## Set problem
Extract each line of the material that contains the string "instance". Case counts.

******

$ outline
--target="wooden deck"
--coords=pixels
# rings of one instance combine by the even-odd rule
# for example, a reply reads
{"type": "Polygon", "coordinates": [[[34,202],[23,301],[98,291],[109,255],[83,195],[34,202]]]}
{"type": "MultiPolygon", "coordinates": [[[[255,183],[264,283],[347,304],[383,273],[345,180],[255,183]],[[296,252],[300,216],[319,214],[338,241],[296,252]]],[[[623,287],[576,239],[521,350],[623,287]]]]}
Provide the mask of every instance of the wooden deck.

******

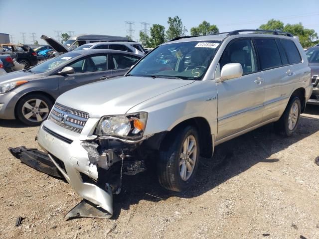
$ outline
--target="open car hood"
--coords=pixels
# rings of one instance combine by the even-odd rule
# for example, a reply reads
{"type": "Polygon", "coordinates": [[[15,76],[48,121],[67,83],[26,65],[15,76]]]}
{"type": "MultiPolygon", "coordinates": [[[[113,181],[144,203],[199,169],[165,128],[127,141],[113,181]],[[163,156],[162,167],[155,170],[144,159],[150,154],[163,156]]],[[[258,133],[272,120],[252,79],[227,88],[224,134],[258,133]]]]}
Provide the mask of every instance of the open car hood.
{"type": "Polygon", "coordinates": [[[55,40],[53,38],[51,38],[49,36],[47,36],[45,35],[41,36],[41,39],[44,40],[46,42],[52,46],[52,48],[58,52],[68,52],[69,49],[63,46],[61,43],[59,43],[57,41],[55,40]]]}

******

## Written solution
# rings of one instance combine by the even-odd rule
Provide the mask of every instance of the wooden deck.
# rings of one instance combine by the even-odd rule
Provide the mask of every instance of the open car hood.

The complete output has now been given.